━━━ Document excerpt ━━━

Coal Tattoo

Friday roundup June 28, 2013

President Barack Obama wipes sweat from his face during a speech on climate change at Georgetown University on Tuesday, June 25, 2013, in Washington. Obama is proposing sweeping steps to limit heat-trapping pollution from coal-fired power plants and to boost renewable energy production on federal property. (AP Photo/Evan Vucci)

The big news this week was obviously President Obama’s climate change speech and the administration’s proposal for actions to reduce carbon pollution.  The announcement draw immediate criticism from the coal industry here in West Virginia and elsewhere. For example, the Daily Beast posted a piece headlined “Pity the Coal Miners: A Greener Environment’s Biggest Losers”:

The president ran for reelection on an “all of the above” energy strategy. “We need an energy strategy … for the 21st century that develops every source of American-made energy,” the president declared on March 15, 2012. That’s when his political team was worried about every vote in states like Virginia, Ohio, and Pennsylvania, as well as trying to raise as much money as possible from business interests dependent on reliable, cheap energy. Those states and those businesses have a vested interest in the energy source right in the bull’s eye of the Obama climate-change plan: coal.

What I found most interesting about this piece, though, was how it threw around the term “job killer” for Obama’s regulatory proposals, yet some editor thought it was a good idea to illustrate the piece with a photograph from outside the Upper Big Branch Mine Disaster, where 29 West Virginia coal miners were actually, well — killed. Like a friend of mine says, one of these days we’re going to run out of words.

Other media coverage was nothing that the Republicans were saying that President Obama’s latest proposal isn’t just a “war on coal”:

Leading Republicans were using phrases like “anti-American” and “war on American energy” to describe President Obama’s new plan to combat climate change, escalating the rhetoric even before the President’s Georgetown University speech outlining his program.

“President Obama’s anti-American energy plan will increase the price of energy and hurt job creation,” Rep. Michele Bachmann, R-Minn., tweeted. Bachmann is a longtime climate change denier who has defended the presence of carbon dioxide in the atmosphere.

━━━ Supplied records ━━━

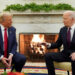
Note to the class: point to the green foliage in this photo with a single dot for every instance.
(35, 7)
(63, 7)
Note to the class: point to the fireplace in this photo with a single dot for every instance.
(28, 45)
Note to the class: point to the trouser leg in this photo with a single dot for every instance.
(50, 57)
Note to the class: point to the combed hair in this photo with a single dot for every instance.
(3, 14)
(72, 14)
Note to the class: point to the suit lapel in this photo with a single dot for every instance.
(1, 38)
(73, 39)
(9, 36)
(65, 35)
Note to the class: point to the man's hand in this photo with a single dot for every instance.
(5, 62)
(73, 56)
(10, 59)
(44, 43)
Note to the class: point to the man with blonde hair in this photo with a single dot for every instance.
(8, 44)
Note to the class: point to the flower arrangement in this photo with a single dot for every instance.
(35, 7)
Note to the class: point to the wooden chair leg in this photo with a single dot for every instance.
(68, 72)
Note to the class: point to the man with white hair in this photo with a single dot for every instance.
(67, 38)
(8, 44)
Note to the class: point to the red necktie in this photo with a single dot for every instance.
(5, 42)
(69, 37)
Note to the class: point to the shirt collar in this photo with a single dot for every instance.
(2, 27)
(73, 26)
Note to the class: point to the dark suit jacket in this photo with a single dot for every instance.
(12, 44)
(62, 39)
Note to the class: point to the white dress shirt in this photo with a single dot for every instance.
(72, 32)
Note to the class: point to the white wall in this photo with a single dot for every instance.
(3, 3)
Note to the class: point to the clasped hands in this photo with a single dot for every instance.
(7, 61)
(43, 43)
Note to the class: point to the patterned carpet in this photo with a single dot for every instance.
(33, 69)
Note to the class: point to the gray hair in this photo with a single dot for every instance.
(3, 14)
(71, 14)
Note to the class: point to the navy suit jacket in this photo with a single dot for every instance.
(12, 44)
(62, 39)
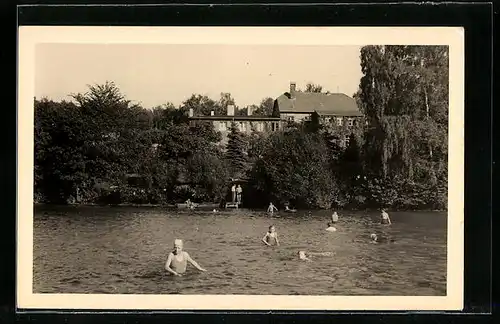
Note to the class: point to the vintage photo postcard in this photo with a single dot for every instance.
(196, 168)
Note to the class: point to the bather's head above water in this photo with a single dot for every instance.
(178, 246)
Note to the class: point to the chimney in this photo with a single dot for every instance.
(292, 89)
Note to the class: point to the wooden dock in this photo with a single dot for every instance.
(232, 205)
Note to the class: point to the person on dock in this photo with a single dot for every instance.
(271, 209)
(271, 237)
(385, 219)
(239, 191)
(379, 239)
(233, 193)
(177, 260)
(335, 217)
(330, 228)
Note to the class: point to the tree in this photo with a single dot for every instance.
(403, 93)
(294, 167)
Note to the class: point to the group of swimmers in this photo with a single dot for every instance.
(178, 259)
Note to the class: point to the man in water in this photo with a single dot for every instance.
(271, 237)
(335, 217)
(330, 228)
(380, 239)
(177, 260)
(303, 255)
(238, 194)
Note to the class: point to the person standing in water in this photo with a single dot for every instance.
(271, 208)
(271, 237)
(233, 193)
(385, 219)
(177, 260)
(238, 194)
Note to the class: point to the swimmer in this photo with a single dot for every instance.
(271, 208)
(330, 228)
(177, 260)
(303, 255)
(271, 237)
(385, 219)
(335, 217)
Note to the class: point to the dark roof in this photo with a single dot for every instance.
(324, 104)
(238, 118)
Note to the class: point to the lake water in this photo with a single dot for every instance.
(123, 251)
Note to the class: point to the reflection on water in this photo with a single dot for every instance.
(123, 250)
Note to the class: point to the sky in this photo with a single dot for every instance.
(154, 74)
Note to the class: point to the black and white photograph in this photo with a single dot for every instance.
(240, 168)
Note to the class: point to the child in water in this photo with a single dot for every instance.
(271, 208)
(384, 217)
(271, 237)
(303, 255)
(177, 260)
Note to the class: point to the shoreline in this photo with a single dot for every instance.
(174, 206)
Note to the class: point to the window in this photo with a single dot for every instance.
(274, 126)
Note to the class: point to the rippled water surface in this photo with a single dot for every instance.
(123, 250)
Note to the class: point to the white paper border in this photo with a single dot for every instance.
(29, 36)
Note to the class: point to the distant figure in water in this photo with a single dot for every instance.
(330, 228)
(271, 237)
(304, 255)
(384, 217)
(335, 217)
(380, 239)
(177, 260)
(271, 208)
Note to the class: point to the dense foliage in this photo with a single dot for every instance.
(101, 148)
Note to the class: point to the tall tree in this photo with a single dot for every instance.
(311, 87)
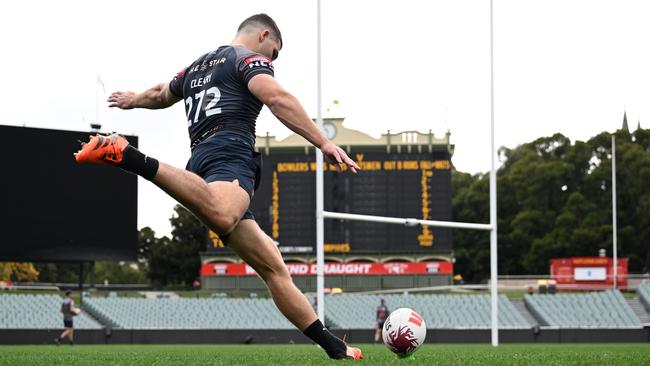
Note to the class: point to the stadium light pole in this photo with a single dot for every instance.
(614, 208)
(493, 197)
(320, 220)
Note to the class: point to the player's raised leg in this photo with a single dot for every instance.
(258, 250)
(219, 205)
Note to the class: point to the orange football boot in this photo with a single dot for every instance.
(102, 149)
(352, 353)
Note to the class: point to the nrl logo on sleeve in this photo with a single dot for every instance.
(258, 61)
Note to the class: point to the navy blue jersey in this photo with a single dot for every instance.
(215, 90)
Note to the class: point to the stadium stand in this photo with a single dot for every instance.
(439, 311)
(606, 309)
(164, 313)
(38, 312)
(644, 294)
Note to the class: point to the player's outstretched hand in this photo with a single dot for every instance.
(335, 155)
(122, 100)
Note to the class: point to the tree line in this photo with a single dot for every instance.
(554, 200)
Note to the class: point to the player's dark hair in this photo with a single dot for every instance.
(264, 20)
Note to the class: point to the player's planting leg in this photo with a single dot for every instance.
(258, 250)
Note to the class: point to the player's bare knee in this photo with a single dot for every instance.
(223, 224)
(275, 274)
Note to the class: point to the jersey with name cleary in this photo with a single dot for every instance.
(215, 90)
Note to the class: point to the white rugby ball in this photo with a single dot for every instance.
(404, 331)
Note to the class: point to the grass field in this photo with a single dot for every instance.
(271, 355)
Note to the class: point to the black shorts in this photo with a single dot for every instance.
(226, 156)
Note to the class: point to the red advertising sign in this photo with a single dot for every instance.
(335, 269)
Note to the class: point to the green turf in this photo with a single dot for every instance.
(271, 355)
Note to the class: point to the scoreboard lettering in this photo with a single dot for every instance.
(416, 185)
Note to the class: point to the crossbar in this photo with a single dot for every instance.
(405, 221)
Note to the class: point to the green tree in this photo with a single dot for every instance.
(174, 261)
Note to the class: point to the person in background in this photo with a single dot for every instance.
(382, 315)
(69, 310)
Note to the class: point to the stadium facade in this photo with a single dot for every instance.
(404, 174)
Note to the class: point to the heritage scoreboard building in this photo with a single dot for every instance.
(404, 174)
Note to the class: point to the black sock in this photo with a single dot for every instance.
(138, 163)
(333, 345)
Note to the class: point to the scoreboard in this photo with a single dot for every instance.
(396, 184)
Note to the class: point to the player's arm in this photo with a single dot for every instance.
(156, 97)
(291, 113)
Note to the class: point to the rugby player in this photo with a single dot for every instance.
(382, 314)
(69, 310)
(223, 92)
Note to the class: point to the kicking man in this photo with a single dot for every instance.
(224, 91)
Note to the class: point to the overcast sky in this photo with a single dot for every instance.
(568, 66)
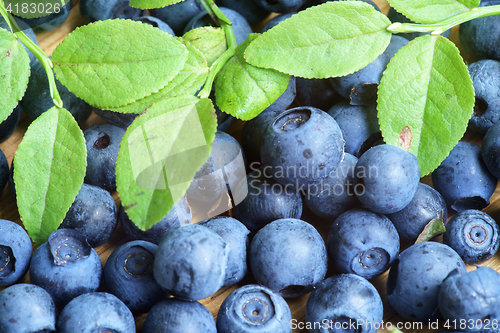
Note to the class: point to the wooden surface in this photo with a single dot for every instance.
(49, 40)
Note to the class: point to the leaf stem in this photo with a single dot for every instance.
(440, 27)
(231, 47)
(39, 54)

━━━

> _Problems and tasks_
1/ Answer these questions about the Coal Tattoo roundup, one per line:
(a) At which university did President Obama give his climate change speech?
(b) On what date did the president say "We need an energy strategy … for the 21st century"?
(c) How many West Virginia coal miners were killed at the Upper Big Branch Mine Disaster?
2/ Summarize the Coal Tattoo roundup in two sentences.
3/ Write out the part of the Coal Tattoo roundup starting with "Leading Republicans were" and going on through "in the atmosphere.".
The records are separate material from the Coal Tattoo roundup.

> _Final results_
1/
(a) Georgetown University
(b) March 15, 2012
(c) 29

2/ President Obama's climate change speech and his administration's proposal to reduce carbon pollution drew immediate criticism from the coal industry. A Daily Beast piece called the proposals a "job killer" while using a photo from the Upper Big Branch Mine Disaster, and leading Republicans such as Rep. Michele Bachmann called the plan "anti-American."

3/
Leading Republicans were using phrases like “anti-American” and “war on American energy” to describe President Obama’s new plan to combat climate change, escalating the rhetoric even before the President’s Georgetown University speech outlining his program.

“President Obama’s anti-American energy plan will increase the price of energy and hurt job creation,” Rep. Michele Bachmann, R-Minn., tweeted. Bachmann is a longtime climate change denier who has defended the presence of carbon dioxide in the atmosphere.